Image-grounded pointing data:
_____
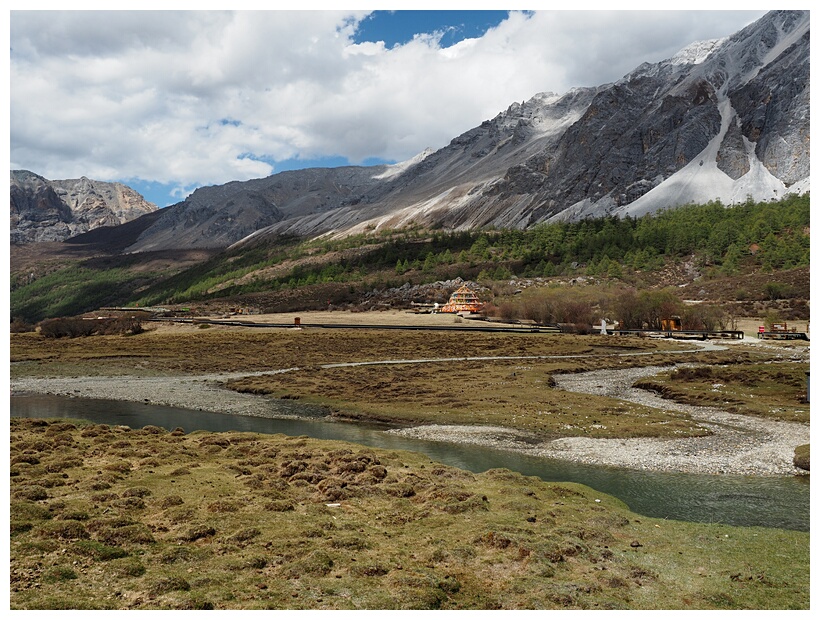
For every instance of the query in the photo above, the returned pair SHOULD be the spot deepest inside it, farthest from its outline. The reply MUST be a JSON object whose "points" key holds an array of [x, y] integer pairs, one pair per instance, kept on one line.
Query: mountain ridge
{"points": [[722, 120], [44, 210]]}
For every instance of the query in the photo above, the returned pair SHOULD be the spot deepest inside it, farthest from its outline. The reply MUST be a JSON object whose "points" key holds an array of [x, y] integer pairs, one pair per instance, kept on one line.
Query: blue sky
{"points": [[169, 101]]}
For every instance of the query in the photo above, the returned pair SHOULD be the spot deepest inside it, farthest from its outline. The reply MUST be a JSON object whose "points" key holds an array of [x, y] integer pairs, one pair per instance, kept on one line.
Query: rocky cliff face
{"points": [[721, 120], [43, 210]]}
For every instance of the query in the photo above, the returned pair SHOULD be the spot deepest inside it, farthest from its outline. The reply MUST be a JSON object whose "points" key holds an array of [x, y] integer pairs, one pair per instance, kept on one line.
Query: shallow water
{"points": [[781, 502]]}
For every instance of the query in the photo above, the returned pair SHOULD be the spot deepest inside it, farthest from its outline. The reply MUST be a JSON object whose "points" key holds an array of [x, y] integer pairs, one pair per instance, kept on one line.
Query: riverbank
{"points": [[741, 445]]}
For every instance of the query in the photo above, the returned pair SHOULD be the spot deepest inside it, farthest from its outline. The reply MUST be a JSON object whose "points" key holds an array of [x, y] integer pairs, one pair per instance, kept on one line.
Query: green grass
{"points": [[775, 390], [150, 519]]}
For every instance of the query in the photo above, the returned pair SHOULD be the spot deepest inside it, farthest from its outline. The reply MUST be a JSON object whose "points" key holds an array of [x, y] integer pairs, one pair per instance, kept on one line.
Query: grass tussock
{"points": [[245, 521]]}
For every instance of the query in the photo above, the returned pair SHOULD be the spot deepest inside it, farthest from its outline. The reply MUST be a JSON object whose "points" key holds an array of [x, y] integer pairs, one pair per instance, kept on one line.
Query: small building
{"points": [[462, 300]]}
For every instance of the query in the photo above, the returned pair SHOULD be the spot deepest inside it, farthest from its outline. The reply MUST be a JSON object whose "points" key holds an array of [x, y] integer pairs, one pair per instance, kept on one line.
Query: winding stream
{"points": [[780, 502]]}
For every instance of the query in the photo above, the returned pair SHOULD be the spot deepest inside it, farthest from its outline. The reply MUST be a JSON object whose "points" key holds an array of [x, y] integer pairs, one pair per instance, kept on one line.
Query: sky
{"points": [[170, 100]]}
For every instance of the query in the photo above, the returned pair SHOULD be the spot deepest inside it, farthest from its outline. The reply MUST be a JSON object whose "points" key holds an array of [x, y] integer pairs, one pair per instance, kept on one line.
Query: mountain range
{"points": [[723, 120]]}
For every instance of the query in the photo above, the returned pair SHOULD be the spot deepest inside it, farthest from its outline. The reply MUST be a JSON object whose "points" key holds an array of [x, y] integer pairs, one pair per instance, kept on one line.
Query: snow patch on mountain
{"points": [[394, 170]]}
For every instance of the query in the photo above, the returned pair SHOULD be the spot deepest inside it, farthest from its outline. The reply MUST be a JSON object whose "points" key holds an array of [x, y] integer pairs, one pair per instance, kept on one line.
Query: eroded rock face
{"points": [[43, 210]]}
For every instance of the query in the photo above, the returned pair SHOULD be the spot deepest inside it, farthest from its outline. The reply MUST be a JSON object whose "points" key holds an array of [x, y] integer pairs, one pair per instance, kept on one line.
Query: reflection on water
{"points": [[781, 502]]}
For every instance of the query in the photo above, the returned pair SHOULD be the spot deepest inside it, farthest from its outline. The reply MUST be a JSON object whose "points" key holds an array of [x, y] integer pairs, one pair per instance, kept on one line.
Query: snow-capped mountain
{"points": [[721, 120]]}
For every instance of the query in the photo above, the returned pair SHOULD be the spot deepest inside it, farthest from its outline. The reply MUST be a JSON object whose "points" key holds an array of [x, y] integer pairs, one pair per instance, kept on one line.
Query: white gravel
{"points": [[744, 445]]}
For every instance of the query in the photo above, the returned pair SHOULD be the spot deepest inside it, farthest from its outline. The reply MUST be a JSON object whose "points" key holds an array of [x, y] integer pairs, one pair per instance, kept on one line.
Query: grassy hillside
{"points": [[705, 242]]}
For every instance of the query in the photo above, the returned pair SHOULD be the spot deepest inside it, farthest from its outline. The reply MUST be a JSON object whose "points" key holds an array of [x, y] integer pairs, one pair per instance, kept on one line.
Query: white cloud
_____
[Your goal] Repeat the lines above precisely and skip every picture.

[Result for this exercise]
For every instance of the query in the photo above, the returned pair SHOULD be the spot deepest inside it, farthest from its outline. The reply MUST be a JSON object whose "points" key holds an array of [x, y] integer pairs, one pair per instance, kept on one line.
Query: mountain ridge
{"points": [[722, 120], [44, 210]]}
For every instance of the query in the photo above, the returned pair SHOULD be the spot deepest inside it, farthest from its outline. The reply MUST be a JSON object whose "points" key holds an array of [x, y] integer pairs, one pair per instance, kept on one line.
Query: blue sky
{"points": [[169, 101]]}
For every instance of the query in the photo above, the returned pair SHOULD be the spot deepest inside it, farthest from its outline. The reply MUST be a JSON object whose "points" key holds an array of [x, y] integer pairs, one pair per instance, kept on one line.
Query: rocky cliff face
{"points": [[721, 120], [43, 210]]}
For every instance of the query in the photo above, the returned pair SHOULD be the spot deepest inside it, farthest from its outline. The reply MUST be a JSON object whose "points" key holds an array of [x, y] integer pairs, one pair per instance, kept on one line.
Query: shallow water
{"points": [[781, 502]]}
For every instance of the query in the photo above, the returned pair SHOULD be the spot deepest inside it, farthest from its outline. The reply MUST be a JSON object whose "points" key holds an array of [x, y] integer pairs, one pair per instance, kept on one line.
Query: riverbank
{"points": [[741, 445]]}
For every instance of the query in the photo above, the returned pair SHOULD be the spot deepest inside it, farthest from its outline. The reply MUST be a JSON object whose "points" key holds an array of [x, y] integer pairs, one pair per instance, kept on one line.
Query: green grass
{"points": [[775, 390], [150, 519]]}
For every instance of the query in the photo above, the returned pair SHOULD be the spot deepest inside it, farthest from its outline. The reply MUST be a JSON object whose "points" key holds an array of [x, y] integer pairs, one pair per instance, kept on one line.
Query: grass tussock
{"points": [[245, 521]]}
For every instance of the query in the photo above, the returned pair SHOULD be the spot deepest inside it, farthest from its outline. The reply MUST be a JSON object whose "points" key holds an array of [x, y] integer pairs, one pair per instance, kept on one line.
Query: small building
{"points": [[462, 300]]}
For every instance of the query in the photo above, the returned pair SHOULD be the spot deepest inside it, farthest from its outline. The reply MUST be a JSON object whose "points" key holds an array of [x, y] integer pairs, one pair per instance, kept on one line.
Query: winding stream
{"points": [[780, 502]]}
For every instance of the query in the photo above, the returned pair SHOULD be the spot deepest inside it, farthest from its outline. The reply MUST be a JSON object whose "points" key holds an array of [x, y] integer pairs, one pair per instance, kept on one line.
Query: sky
{"points": [[170, 100]]}
For every instance of the query in the photo above, the returned pair SHOULD be the spot deepest inside it, farthest from its outline. The reply MUST be a JSON object whose "points" key holds an array of [x, y] integer pairs, one pair per instance, kept on one line.
Query: mountain range
{"points": [[723, 120]]}
For every instance of the query in the photo above, the returned pair SHOULD be the spot deepest inside it, farthest from its outline. The reply MUST be a JSON object whose "points" key holds an array of [x, y] integer pairs, one pair per instance, kept on one line.
Query: snow patch on mountain
{"points": [[394, 170]]}
For every instance of the query in the photo above, the returned pair SHOULD be the spot deepest inside it, farthest from its outline. The reply MUST be a JSON object whose "points" key holds an array of [x, y] integer pairs, one pair per instance, kept on one line.
Query: eroded rock face
{"points": [[43, 210]]}
For every instance of the query in the photo above, the returned pair SHOULD be the spot deepest inside it, farthest from its outline. The reply MUST be a JSON object whose "points" key holds an array of [x, y] integer pairs, one pair per instance, kept on one line.
Query: reflection on water
{"points": [[781, 502]]}
For every instance of the query in the photo above, the returned pair SHOULD be the spot deepest inside it, farthest from its outline. The reply MUST be a JSON object whose "points" key holds an array of [x, y] integer pairs, one pair per instance, kept on one line.
Query: snow-capped mountain
{"points": [[721, 120]]}
For every instance of the query in the photo above, the returned pair SHOULD be the spot deepest inside it, farthest from its outline. The reply MUST be a JSON object whose "points" key holds an array of [x, y] integer pairs, one pair per instance, kept on one line.
Query: white gravel
{"points": [[744, 445]]}
For every instance of the query in the photo above, the returned pair SHOULD be the spot deepest inside it, farthest from its outline. The reply MUST be a JSON object whose "points" key holds an array of [x, y] integer pairs, one pair per instance, kept on one line.
Query: grassy hillside
{"points": [[705, 242]]}
For every instance of the query in the photo above, the returned pair SHOULD be the spot deepest inside it, farthest from its outline. The reply MUST be a JSON object whose "points" key holds an array of [x, y] integer pairs, one pair per instance, kept on one line.
Query: white cloud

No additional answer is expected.